DIRECTION>
Once the pictures are set aside, transcribe the remaining data exactly.

DATASET EXTRACT>
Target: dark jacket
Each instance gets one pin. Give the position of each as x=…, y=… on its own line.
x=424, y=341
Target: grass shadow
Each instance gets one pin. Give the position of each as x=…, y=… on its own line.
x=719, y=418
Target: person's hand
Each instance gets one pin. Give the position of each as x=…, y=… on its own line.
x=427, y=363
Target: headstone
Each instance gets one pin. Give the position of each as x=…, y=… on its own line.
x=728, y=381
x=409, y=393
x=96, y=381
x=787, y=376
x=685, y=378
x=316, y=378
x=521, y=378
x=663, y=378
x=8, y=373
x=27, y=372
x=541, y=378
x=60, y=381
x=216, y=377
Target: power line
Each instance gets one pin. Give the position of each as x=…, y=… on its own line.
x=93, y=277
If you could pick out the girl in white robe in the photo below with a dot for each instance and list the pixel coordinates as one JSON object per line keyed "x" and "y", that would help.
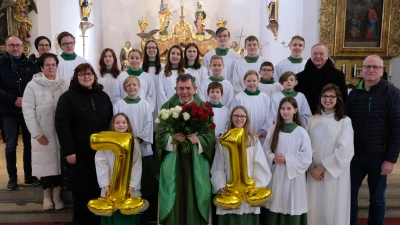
{"x": 147, "y": 88}
{"x": 104, "y": 161}
{"x": 109, "y": 71}
{"x": 289, "y": 154}
{"x": 217, "y": 66}
{"x": 192, "y": 64}
{"x": 328, "y": 178}
{"x": 229, "y": 56}
{"x": 167, "y": 81}
{"x": 139, "y": 113}
{"x": 288, "y": 81}
{"x": 257, "y": 103}
{"x": 257, "y": 169}
{"x": 68, "y": 60}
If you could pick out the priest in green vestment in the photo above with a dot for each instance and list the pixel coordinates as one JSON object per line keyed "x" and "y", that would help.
{"x": 185, "y": 187}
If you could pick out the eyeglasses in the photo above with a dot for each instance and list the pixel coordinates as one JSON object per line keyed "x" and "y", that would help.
{"x": 367, "y": 67}
{"x": 331, "y": 97}
{"x": 267, "y": 70}
{"x": 85, "y": 74}
{"x": 50, "y": 65}
{"x": 68, "y": 44}
{"x": 239, "y": 116}
{"x": 14, "y": 46}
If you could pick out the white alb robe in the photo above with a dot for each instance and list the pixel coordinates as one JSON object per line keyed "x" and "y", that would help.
{"x": 259, "y": 109}
{"x": 257, "y": 169}
{"x": 332, "y": 143}
{"x": 270, "y": 89}
{"x": 141, "y": 120}
{"x": 288, "y": 183}
{"x": 229, "y": 61}
{"x": 227, "y": 87}
{"x": 240, "y": 69}
{"x": 147, "y": 89}
{"x": 108, "y": 82}
{"x": 67, "y": 67}
{"x": 286, "y": 65}
{"x": 302, "y": 104}
{"x": 104, "y": 161}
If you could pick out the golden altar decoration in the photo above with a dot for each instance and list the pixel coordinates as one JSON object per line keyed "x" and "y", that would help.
{"x": 348, "y": 46}
{"x": 181, "y": 34}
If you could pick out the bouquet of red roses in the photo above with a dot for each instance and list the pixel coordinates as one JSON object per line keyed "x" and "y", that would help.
{"x": 188, "y": 119}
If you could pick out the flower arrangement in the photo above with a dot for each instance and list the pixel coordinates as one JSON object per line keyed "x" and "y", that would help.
{"x": 188, "y": 119}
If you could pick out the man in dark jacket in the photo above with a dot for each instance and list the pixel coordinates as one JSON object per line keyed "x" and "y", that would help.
{"x": 318, "y": 72}
{"x": 16, "y": 70}
{"x": 374, "y": 109}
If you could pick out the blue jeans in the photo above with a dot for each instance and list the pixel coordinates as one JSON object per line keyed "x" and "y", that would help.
{"x": 360, "y": 167}
{"x": 10, "y": 130}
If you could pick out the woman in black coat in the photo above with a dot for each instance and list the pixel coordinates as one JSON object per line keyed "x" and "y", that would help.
{"x": 82, "y": 110}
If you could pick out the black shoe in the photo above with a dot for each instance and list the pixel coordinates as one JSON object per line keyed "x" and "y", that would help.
{"x": 12, "y": 184}
{"x": 32, "y": 180}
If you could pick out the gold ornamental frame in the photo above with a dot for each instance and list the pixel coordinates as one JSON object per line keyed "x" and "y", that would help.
{"x": 332, "y": 32}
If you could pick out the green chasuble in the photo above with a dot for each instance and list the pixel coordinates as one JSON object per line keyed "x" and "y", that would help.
{"x": 184, "y": 196}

CORRECT RESPONSE>
Target: dark jacket
Each instance gets one pin. Give the position of each as x=…, y=… on its own line.
x=424, y=341
Target: grass shadow
Each instance gets one pin. Give the position of each as x=…, y=… on its own line.
x=719, y=418
Target: person's hand
Each instance gets one pin. Give the position of each as x=…, y=… on its own line.
x=427, y=363
Target: headstone
Each instance gets one pin. Give the position of each as x=…, y=… on its own line.
x=728, y=381
x=409, y=393
x=96, y=381
x=787, y=376
x=685, y=378
x=316, y=378
x=521, y=378
x=663, y=378
x=8, y=373
x=27, y=372
x=541, y=378
x=60, y=381
x=216, y=377
Target: power line
Each instance gets one pin. Give the position of each as x=…, y=… on its own line.
x=93, y=277
If you could pick out the girl in white robe in the photo below with a dot for each instance and list the pixel coordinates as one JSON object per line keyed "x" and "y", that would help.
{"x": 147, "y": 88}
{"x": 104, "y": 161}
{"x": 109, "y": 71}
{"x": 289, "y": 154}
{"x": 217, "y": 66}
{"x": 192, "y": 64}
{"x": 328, "y": 178}
{"x": 229, "y": 56}
{"x": 167, "y": 81}
{"x": 139, "y": 113}
{"x": 288, "y": 81}
{"x": 257, "y": 103}
{"x": 257, "y": 169}
{"x": 68, "y": 60}
If you could pick out the priest in green vestment in the photo above with a dot for each instance and list the pixel coordinates as one JSON object per line keyed "x" and "y", that would help.
{"x": 185, "y": 187}
If you could pick out the eyeglasses in the photo above with a dot for each instance and list the pixel coordinates as one JSON object per line keyed "x" and "y", that would help.
{"x": 367, "y": 67}
{"x": 331, "y": 97}
{"x": 267, "y": 70}
{"x": 85, "y": 74}
{"x": 50, "y": 65}
{"x": 68, "y": 44}
{"x": 239, "y": 116}
{"x": 14, "y": 46}
If you could pick out the white alb robe in the photo above with a dot for each instance and list the pixel coordinates as one JSON object per line keyed "x" and "y", that would help.
{"x": 259, "y": 109}
{"x": 257, "y": 169}
{"x": 332, "y": 143}
{"x": 270, "y": 89}
{"x": 141, "y": 120}
{"x": 288, "y": 183}
{"x": 229, "y": 61}
{"x": 227, "y": 87}
{"x": 240, "y": 69}
{"x": 147, "y": 89}
{"x": 108, "y": 82}
{"x": 67, "y": 67}
{"x": 286, "y": 65}
{"x": 302, "y": 104}
{"x": 104, "y": 161}
If you could pick out the golden altar decoration in the photo above with a dot for each instance and list the pixel coordinates as one JSON object per line keyed "x" and "y", that would help.
{"x": 348, "y": 46}
{"x": 181, "y": 34}
If you could pick out the bouquet of red roses in the photo above with a dot for each instance and list the pixel coordinates as one JSON object per line keyed "x" and "y", that would help.
{"x": 188, "y": 119}
If you could pick out the flower arrangement in the photo above with a dot for each instance and list the pixel coordinates as one JSON object per line keyed "x" and "y", that would help.
{"x": 188, "y": 119}
If you could pick out the man in dark jacket in the photo above with a dot for each instance and list the pixel coordinates as one JSON object per line keyed "x" and "y", that would help.
{"x": 318, "y": 72}
{"x": 16, "y": 70}
{"x": 374, "y": 109}
If you could pick out the blue jeans in the photo above with a dot for each instance and list the pixel coordinates as one JSON object per line keyed "x" and "y", that would help.
{"x": 360, "y": 167}
{"x": 10, "y": 130}
If you could pick out the woman in black coat in the photo above with a dot for each instance and list the pixel coordinates as one JSON object per line keyed "x" and "y", that would help.
{"x": 82, "y": 110}
If you could pick out the black shoe in the photo above with a dot for each instance and list the pixel coordinates as one JSON object per line keyed "x" and "y", that would help.
{"x": 12, "y": 184}
{"x": 32, "y": 180}
If you could pick out the gold ornamental frame in the photo above with a dot for each instance and list the pixel coordinates as one JSON object per line keyed "x" and "y", that would help.
{"x": 332, "y": 32}
If you could pick out the green chasuble in the photo above with a dot for each instance and list the pixel coordinates as one JSON object per line keyed "x" and "y", that would help.
{"x": 184, "y": 196}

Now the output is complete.